▶ Work required
Output every line below exactly.

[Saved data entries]
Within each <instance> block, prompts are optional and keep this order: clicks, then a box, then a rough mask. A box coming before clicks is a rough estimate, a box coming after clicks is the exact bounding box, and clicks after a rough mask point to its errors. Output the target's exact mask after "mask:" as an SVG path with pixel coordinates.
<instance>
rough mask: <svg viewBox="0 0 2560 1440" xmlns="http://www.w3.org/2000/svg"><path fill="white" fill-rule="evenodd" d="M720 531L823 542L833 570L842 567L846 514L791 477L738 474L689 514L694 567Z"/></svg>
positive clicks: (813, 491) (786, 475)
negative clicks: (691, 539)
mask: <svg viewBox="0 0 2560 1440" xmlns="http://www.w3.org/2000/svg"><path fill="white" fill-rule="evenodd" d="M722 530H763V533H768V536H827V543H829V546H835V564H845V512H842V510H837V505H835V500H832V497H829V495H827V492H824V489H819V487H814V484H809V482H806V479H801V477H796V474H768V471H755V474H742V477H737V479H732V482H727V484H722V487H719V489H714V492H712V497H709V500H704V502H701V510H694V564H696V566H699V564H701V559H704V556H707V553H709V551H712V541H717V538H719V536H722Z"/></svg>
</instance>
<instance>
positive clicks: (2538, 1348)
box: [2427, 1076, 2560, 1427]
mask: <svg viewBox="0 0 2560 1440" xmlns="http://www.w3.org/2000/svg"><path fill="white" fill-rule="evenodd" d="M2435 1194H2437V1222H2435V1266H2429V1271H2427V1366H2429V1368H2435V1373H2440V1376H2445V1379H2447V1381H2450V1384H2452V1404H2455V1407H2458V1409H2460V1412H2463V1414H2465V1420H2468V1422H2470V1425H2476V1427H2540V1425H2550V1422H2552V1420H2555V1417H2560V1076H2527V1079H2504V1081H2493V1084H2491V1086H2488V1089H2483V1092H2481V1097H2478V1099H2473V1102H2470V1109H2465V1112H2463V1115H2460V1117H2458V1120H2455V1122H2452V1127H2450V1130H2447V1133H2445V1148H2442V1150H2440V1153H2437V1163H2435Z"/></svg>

▶ Response area
Within each <instance> block, prompts are optional and keep this order: clicks, then a box, then a rough mask. A box coming before clicks is a rough estimate, a box coming after clicks is the exact bounding box, and clicks after a rough mask point to its errors. Output the target's exact mask after "mask:" as an SVG path with pixel coordinates.
<instance>
rough mask: <svg viewBox="0 0 2560 1440" xmlns="http://www.w3.org/2000/svg"><path fill="white" fill-rule="evenodd" d="M720 531L823 542L833 570L842 567L846 514L791 477L738 474L689 514L694 567Z"/></svg>
positive clicks: (813, 491) (786, 475)
negative clicks: (691, 539)
mask: <svg viewBox="0 0 2560 1440" xmlns="http://www.w3.org/2000/svg"><path fill="white" fill-rule="evenodd" d="M722 530H763V533H768V536H827V543H829V546H835V564H845V512H842V510H837V505H835V500H832V497H829V495H827V492H824V489H819V487H814V484H809V482H806V479H801V477H796V474H768V471H755V474H742V477H737V479H732V482H727V484H722V487H719V489H714V492H712V497H709V500H704V502H701V510H694V564H696V566H699V564H701V559H704V556H707V553H709V551H712V541H717V538H719V536H722Z"/></svg>
</instance>
<instance>
positive clicks: (2538, 1348)
box: [2427, 1076, 2560, 1427]
mask: <svg viewBox="0 0 2560 1440" xmlns="http://www.w3.org/2000/svg"><path fill="white" fill-rule="evenodd" d="M2435 1194H2437V1222H2435V1266H2429V1271H2427V1366H2429V1368H2435V1373H2440V1376H2445V1379H2447V1381H2450V1384H2452V1404H2455V1407H2458V1409H2460V1412H2463V1414H2465V1420H2468V1422H2470V1425H2476V1427H2540V1425H2550V1422H2552V1420H2555V1417H2560V1076H2527V1079H2504V1081H2493V1084H2491V1086H2488V1089H2483V1092H2481V1097H2478V1099H2473V1102H2470V1109H2465V1112H2463V1115H2460V1117H2458V1120H2455V1122H2452V1127H2450V1130H2447V1133H2445V1148H2442V1150H2440V1153H2437V1163H2435Z"/></svg>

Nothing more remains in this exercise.